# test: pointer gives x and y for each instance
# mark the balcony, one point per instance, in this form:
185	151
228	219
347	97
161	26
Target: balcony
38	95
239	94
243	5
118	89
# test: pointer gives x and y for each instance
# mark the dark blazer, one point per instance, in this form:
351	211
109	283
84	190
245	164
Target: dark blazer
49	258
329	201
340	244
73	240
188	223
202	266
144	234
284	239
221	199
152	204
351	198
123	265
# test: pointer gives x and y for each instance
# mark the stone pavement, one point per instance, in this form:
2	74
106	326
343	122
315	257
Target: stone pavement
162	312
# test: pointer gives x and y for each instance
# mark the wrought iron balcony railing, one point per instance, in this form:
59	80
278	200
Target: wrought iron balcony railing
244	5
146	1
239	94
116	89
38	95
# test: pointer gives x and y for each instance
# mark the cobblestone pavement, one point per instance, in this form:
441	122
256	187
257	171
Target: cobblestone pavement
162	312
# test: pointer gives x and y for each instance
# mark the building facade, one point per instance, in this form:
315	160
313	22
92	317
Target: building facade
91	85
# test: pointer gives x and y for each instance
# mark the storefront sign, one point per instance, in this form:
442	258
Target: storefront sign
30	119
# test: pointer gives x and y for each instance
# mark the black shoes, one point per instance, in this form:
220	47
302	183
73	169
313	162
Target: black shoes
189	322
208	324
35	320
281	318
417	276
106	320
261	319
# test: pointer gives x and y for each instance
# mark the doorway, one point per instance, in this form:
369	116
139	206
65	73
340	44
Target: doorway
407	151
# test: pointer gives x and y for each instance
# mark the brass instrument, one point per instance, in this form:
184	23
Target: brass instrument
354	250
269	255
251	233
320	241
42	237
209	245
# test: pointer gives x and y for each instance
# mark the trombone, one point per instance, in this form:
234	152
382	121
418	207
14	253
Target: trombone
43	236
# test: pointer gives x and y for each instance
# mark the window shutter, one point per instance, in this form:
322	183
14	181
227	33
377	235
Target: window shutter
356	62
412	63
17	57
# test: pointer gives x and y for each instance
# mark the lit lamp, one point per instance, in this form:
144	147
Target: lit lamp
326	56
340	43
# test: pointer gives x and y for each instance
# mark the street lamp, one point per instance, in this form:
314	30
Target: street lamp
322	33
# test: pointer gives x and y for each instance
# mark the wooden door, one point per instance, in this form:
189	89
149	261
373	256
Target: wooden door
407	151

**Task to carry out:**
The lines to quote run from the one containing "Target: trombone" through the final line of the material above; please give them exactly, both ends included, and nothing else.

**Exercise output:**
Target: trombone
43	236
# test: pointer gives x and y for each instance
# mark the window shutter, one point per instance, in this form:
322	183
14	181
227	33
377	235
Target: window shutter
356	62
412	63
17	57
# test: pointer gives x and y for each instance
# mark the lit lamp, one point per instance, in this form:
144	147
Target: lit lamp
326	56
340	43
# test: pointer gives x and y for each instance
# mark the street lamp, one point per instance, in this form:
314	30
Target: street lamp
322	33
# test: pointer gives x and y for each instance
# mark the wooden door, one point per instance, in this form:
189	89
149	261
373	256
Target: wooden door
407	151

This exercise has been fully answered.